━━━ Data section

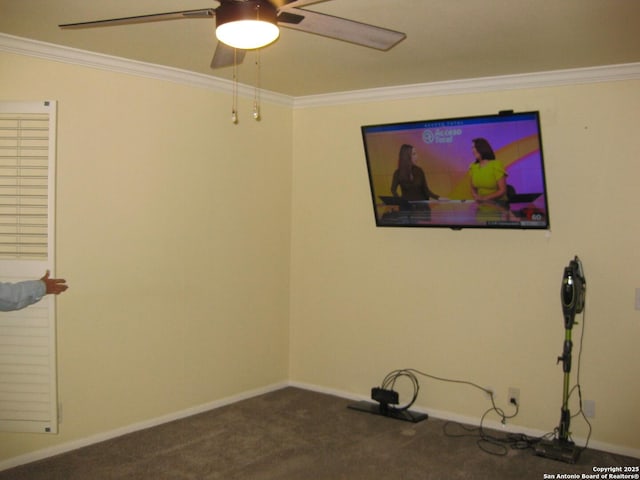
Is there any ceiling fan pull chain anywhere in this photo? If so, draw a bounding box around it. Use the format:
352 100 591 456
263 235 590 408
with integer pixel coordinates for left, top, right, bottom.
253 49 261 121
231 48 238 125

━━━━━━

> **What to do**: Recast all of the material above as a numbered list with one line per item, skipping any blank lines and leaving out the pictures.

> **Final result**:
1. Is there any ceiling fan pull chain anywhere in this photo? If so, draw a bounding box around it. Use the format:
2. 352 100 591 456
3. 263 235 590 408
4. with integer pixel coordinates for left, top, right, bottom.
5. 253 49 261 121
6. 231 48 238 125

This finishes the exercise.